Туранцы запросили мира, но тут новый иранский царь КейКавус, соблазненный Ахриманом, решил напасть на северных соседей, живших к югу от Каспийского моря. Ростем отказался принимать участие в несправедливой войне, иранцы были разбиты, царь и его полководцы пленены. Тут, однако, Ростем решил выручить неразумного царя и отправился в путь.
В дороге он на пару с Рехшем совершил множество подвигов – «семь приключений Ростема»: конь убил напавшего на него гигантского льва, помог Ростему сразить дракона. Потом Ростем умертвил коварную колдунью, явившуюся пред его очи в облике прекрасной девы, взял в плен витязя Авлада, победил великана-дива Эрженга, оторвав тому голову, убил Белого дива (полный набор врагов эпического героя: лев, дракон, колдунья, богатырь, дивы). Потом следовали бесчисленные победы над многочисленными врагами-людьми – туранцами, извечными недругами Ирана.
Красавица туранка родила от Ростема Сохраба (Сухраба), поражавшего воображение людей уже в младости:
- Лишь месяц младенцу, а кажется год.
- В три года о грохоте битв он мечтал;
- На пятом отвагой героя блистал;
- А в десять уж был он сильнейшим в краю,
- Никто не дерзал с ним тягаться в бою.
Возмужав, Сохраб возглавил туранцев в войне против Ирана, захватил Белую крепость, защитники которой ушли через подземный ход. Сохраб побеждал иранцев до тех пор, пока не столкнулся с Ростемом, не зная, что тот – его отец (мотив: бой отца с сыном). Первый поединок не выявил победителя.
Во второй раз сын одолел отца, повалил его наземь и хотел обезглавить, но Ростем убедил противника, что настоящий боец не вправе при первой победе добивать поверженного и должен отложить сведение счетов до следующего успеха. Ну что сказать – этика классического героя, не чуждающегося коварства!
Но в третьем сражении верх взял Ростем. Умирая, Сохраб пригрозил своему убийце, в прошлый раз прибегнувшему к обману:
- Найдется кому средь воителей снесть
- Ростему, бойцу знаменитому, весть:
- Сохраб в поединке повергнут во прах,
- Он умер со словом – Ростем – на устах.

**ИСХОДНЫЕ ДАННЫЕ:**
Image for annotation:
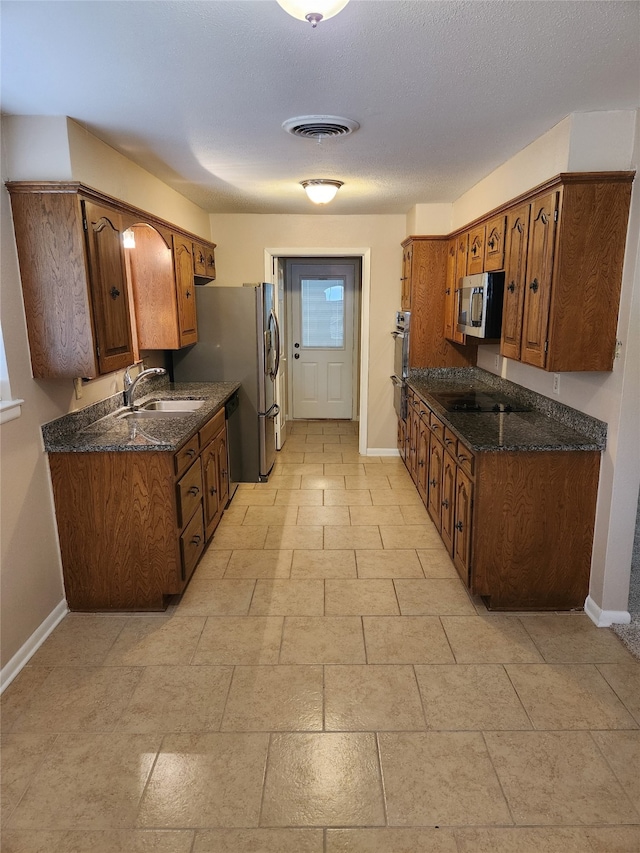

**УСЛОВИЕ ЗАДАНИЯ:**
Чем, согласно отрывку о Ростеме и Сохрабе, закончился их первый поединок? Для ответа используйте только отрывок.

**РЕШЕНИЕ ЗАДАЧИ:**
Первый поединок не выявил победителя.